**EXERCISE REQUIREMENTS**
(a) In the speech on the cost of living crisis, by how much per week has the SNP called on the Government to increase universal credit?
(b) Print the part of the speech on the cost of living crisis that opens with the words containing "The health and" and closes with "has been disgraceful.".

**PAGE TEXT**
*** Block opens ***
I know that the Government do make some effort—I congratulate the Minister for Disabled People, Health and Work, whom I spoke to this morning—but they do not get the bigger picture. When something like this cost of living crisis rears its ugly head, it drives the most vulnerable in our society into further debt and further difficulty. Something that I have not yet mentioned is that anyone with a food allergy or anyone who requires special food is in an even worse state during this cost of living crisis.
The SNP has consistently called on the Government to uplift universal credit—to increase it by £25 per week—and extend it to all means-tested legacy benefits. I refer to those people who went through the covid-19 pandemic and got no additional costs. That is just not right and we need to look at it. The Government need to do their job properly and actually help people.
The Scottish Government are trying to make things better. Our adult disability payment and the child payment, which has recently been doubled and will hopefully be increased even more, help families and disabled people much more than what is happening in the rest of the UK. However, as my hon. Friend Dave Doogan has said, there is a cost to this, which is that folk like me pay more tax. I have yet to meet a constituent who tells me that they object to paying more tax to help folk less well off than themselves. It may just be that Motherwell and Wishaw is a beacon of light, but I do not think so. The Motherwell and Wishaw constituency is built on old mining communities—coal and steel communities—and the people there tend to know what it is like to be in poverty, but they also know that helping each other is the sign of a civilised society.
The health and disability White Paper raises the spectre of more disabled people facing sanctions. Can we really believe that, in the 21st century, we are going to sanction disabled people? They will have to move on to universal credit, and then not only will they not get what they are entitled to, but any increases will be barred under that punitive regime. This Government are also very bad at signposting. Let me cite as an example pension credit, the uptake of which has been disgraceful.
*** Block closes ***
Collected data
*** Block opens ***
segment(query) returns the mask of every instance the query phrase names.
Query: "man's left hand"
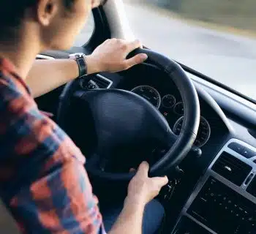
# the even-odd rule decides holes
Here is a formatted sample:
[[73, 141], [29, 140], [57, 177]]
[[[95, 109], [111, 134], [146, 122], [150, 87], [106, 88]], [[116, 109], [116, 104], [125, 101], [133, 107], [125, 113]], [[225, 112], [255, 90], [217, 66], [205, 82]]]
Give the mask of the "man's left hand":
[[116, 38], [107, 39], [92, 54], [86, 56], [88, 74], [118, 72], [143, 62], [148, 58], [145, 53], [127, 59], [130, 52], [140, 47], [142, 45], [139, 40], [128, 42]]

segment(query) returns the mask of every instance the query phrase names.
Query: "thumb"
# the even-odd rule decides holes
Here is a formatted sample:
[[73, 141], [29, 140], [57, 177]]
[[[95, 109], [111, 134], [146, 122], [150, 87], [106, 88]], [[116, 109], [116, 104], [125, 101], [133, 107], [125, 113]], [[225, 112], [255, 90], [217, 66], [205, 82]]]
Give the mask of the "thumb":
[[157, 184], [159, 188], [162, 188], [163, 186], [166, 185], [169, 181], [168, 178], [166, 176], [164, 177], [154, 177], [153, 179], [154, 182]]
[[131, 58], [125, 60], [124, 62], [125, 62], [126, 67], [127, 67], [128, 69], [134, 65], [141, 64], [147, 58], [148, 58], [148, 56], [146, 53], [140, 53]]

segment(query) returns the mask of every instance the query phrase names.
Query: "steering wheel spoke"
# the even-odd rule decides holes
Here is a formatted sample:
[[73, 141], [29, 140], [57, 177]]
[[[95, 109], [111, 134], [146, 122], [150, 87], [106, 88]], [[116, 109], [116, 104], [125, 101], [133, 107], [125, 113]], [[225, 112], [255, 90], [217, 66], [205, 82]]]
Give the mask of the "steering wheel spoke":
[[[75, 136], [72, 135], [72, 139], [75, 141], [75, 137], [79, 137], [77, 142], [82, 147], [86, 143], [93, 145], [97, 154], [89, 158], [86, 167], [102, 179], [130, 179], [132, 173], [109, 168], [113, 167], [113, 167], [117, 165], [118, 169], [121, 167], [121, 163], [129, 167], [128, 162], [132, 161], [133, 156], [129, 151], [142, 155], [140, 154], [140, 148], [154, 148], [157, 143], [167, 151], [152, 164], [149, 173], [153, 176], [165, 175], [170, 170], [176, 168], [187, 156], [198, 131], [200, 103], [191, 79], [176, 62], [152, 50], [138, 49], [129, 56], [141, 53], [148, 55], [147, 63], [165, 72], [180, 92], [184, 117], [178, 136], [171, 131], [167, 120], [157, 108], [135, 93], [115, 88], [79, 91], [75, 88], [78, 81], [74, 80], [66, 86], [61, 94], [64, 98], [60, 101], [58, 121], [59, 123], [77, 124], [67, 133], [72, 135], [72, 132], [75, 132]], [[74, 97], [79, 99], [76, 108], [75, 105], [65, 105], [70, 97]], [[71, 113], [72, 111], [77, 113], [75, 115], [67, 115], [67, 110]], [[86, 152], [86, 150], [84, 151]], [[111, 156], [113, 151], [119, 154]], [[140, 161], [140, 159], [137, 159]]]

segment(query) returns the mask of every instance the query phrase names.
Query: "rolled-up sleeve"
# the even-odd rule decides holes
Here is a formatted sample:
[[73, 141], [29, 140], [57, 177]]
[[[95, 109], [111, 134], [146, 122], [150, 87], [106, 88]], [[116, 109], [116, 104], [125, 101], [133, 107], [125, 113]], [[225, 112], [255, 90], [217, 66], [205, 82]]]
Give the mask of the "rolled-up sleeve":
*** Block closes ***
*** Block opens ***
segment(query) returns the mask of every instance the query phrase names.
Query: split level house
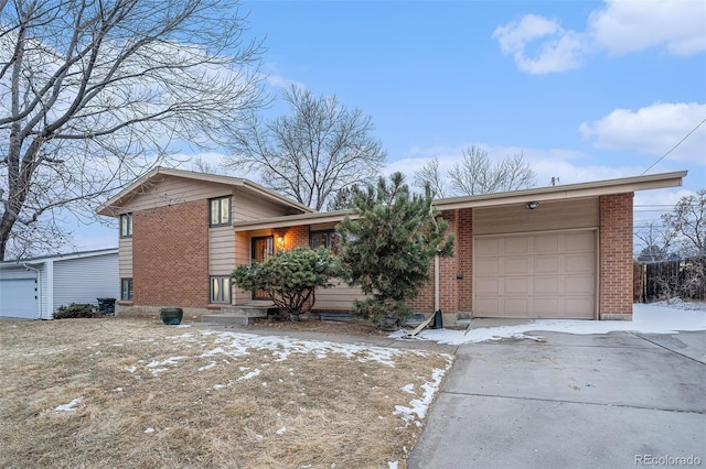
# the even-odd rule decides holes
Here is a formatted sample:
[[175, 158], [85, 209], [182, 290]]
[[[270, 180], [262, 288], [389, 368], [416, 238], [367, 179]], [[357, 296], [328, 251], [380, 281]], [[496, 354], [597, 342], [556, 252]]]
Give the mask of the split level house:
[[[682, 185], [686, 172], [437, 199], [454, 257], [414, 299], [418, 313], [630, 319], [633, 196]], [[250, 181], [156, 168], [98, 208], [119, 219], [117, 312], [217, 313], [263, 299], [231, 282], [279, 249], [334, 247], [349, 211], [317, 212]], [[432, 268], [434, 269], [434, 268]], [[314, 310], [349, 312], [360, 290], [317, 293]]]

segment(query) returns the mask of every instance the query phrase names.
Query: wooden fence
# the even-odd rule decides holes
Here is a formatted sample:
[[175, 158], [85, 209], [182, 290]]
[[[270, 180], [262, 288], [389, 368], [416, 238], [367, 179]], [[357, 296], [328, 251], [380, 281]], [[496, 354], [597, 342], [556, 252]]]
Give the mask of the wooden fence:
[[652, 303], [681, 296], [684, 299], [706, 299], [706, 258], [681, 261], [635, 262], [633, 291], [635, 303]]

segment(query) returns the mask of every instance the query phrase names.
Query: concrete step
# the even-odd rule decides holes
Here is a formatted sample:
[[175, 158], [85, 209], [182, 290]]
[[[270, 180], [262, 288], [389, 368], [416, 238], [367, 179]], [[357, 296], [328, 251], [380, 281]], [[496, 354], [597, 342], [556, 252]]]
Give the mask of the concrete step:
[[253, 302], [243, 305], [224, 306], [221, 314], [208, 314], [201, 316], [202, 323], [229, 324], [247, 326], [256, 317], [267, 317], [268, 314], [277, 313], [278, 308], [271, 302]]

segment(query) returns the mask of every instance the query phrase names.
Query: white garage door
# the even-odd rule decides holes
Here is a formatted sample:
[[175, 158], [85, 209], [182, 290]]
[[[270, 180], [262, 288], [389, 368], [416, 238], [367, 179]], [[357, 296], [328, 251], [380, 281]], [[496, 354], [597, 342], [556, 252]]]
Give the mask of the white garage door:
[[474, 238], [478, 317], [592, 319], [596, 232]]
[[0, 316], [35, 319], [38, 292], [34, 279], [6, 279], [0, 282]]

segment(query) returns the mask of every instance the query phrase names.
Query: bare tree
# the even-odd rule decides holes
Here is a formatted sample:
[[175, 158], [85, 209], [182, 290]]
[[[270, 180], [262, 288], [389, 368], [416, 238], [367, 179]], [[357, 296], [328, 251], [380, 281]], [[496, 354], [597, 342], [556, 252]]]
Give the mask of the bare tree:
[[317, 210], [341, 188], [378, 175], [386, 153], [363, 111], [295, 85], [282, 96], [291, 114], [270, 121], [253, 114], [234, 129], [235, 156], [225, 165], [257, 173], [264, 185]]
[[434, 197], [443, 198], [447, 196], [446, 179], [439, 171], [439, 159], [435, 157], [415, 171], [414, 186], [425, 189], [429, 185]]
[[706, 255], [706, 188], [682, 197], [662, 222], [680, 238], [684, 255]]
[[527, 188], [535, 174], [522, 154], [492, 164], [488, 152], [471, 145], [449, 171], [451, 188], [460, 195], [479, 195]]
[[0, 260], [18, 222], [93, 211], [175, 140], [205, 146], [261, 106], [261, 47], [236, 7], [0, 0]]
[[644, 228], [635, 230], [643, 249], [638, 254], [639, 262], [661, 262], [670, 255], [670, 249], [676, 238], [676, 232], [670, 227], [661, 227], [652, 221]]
*** Block closes ***
**ANSWERS TO THIS EXERCISE**
(a) £25 per week

(b)
The health and disability White Paper raises the spectre of more disabled people facing sanctions. Can we really believe that, in the 21st century, we are going to sanction disabled people? They will have to move on to universal credit, and then not only will they not get what they are entitled to, but any increases will be barred under that punitive regime. This Government are also very bad at signposting. Let me cite as an example pension credit, the uptake of which has been disgraceful.